Home Features Vivid, compelling, partisan—John Kirkaldy on My Life in Loyalism

Vivid, compelling, partisan—John Kirkaldy on My Life in Loyalism

 My Life In Loyalism|Billy Hutchinson with Gareth Mulvenna|Merrion Press|paperback| ISBN: 9781785373459|€18.95

by John Kirkaldy

The picture on the front cover tells us almost all we need to know.

The eyes are determined, looking into the middle distance. This is a man of strong views, not given to going quietly; somebody whom you would like—instinctively— to be on your side.

Billy Hutchinson—Hutchie to most people—was born and raised in the loyalist heartland of Belfast’s Shankill.  As a teenager, he grew up in the rising sectarian violence of the late 1960s and early 70s.  In 1975, at the age of just 19, he was sentenced to life imprisonment for killing two Catholic men.  In the cages of Long Kesh, he first came under the influence of loyalist icon, Gusty Spence.  In the 1980s, he was for much of the time the Commanding Officer of the UVF (Ulster Volunteer Force)/Red Hand Commando prisoners.  On his release in 1990, he became a leading figure in the Progressive Unionist Party (PUP) and a strong supporter of the peace process. 

This book provides some important understanding of present-day Northern Ireland. It gives a vivid account of what it was like to grow up in a working-class loyalist area.  

Although as Hutchinson came to believe later, there was little real difference between the backdrop for the loyalist and nationalist communities.  ‘We were portrayed as the Protestant ascendancy, but that was a falsehood.  It was the landowners and factory owners who were the ascendancy.  We were merely the people who made them rich and kept them in furs and diamonds.’  The tribal identities, however, ran very deep, cultivated over many centuries: church, sport (Hutchinson was an avid Linfield supporter), employment, education, flags, symbols, parades, culture, housing and virtually every other aspect of life. 

Hutchinson explains how he was drawn into the spiralling violence as a teenager. He became a member of the youthful Tartan gangs and then the Young Citizen Volunteers (YCV), the youth branch of the UVF.  (Is there any place in the world where there are more acronyms than Northern Ireland?)  Soon he graduated to the UVF.  With dwindling prospects and little education, the violence provided identity and excitement.  ‘I saw an opportunity to do something that would get me and my friends noticed.’  He remembers reflecting at the time, ‘I’m still at school, and the police and the army are looking for me.’

His account of events up to his imprisonment is vivid, compelling and partisan.  It is very unlikely that many readers will agree with all of it.

# AVAILABLE DATA
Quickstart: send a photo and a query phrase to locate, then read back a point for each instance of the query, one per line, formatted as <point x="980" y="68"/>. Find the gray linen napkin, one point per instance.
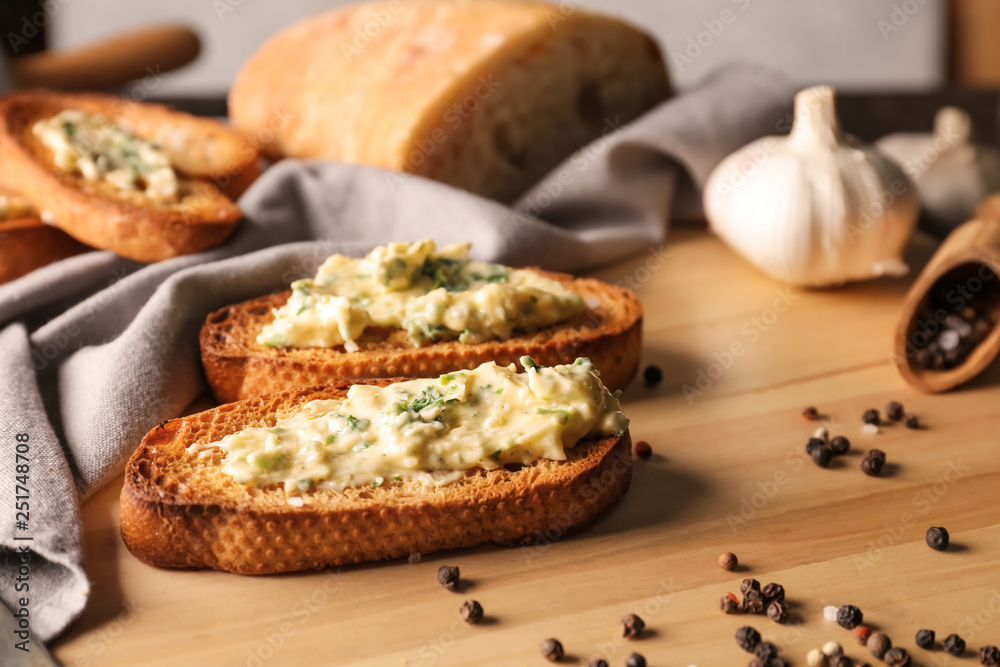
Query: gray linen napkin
<point x="96" y="350"/>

# EXERCISE REQUIREMENTS
Using the book review above, answer:
(a) In what year, and at what age, was Hutchinson sentenced to life imprisonment?
(b) Which football club did Hutchinson avidly support?
(c) What group was the youth branch of the UVF that he joined?

# THE COMPLETED TASK
(a) In 1975, at the age of 19.
(b) Linfield.
(c) The Young Citizen Volunteers (YCV).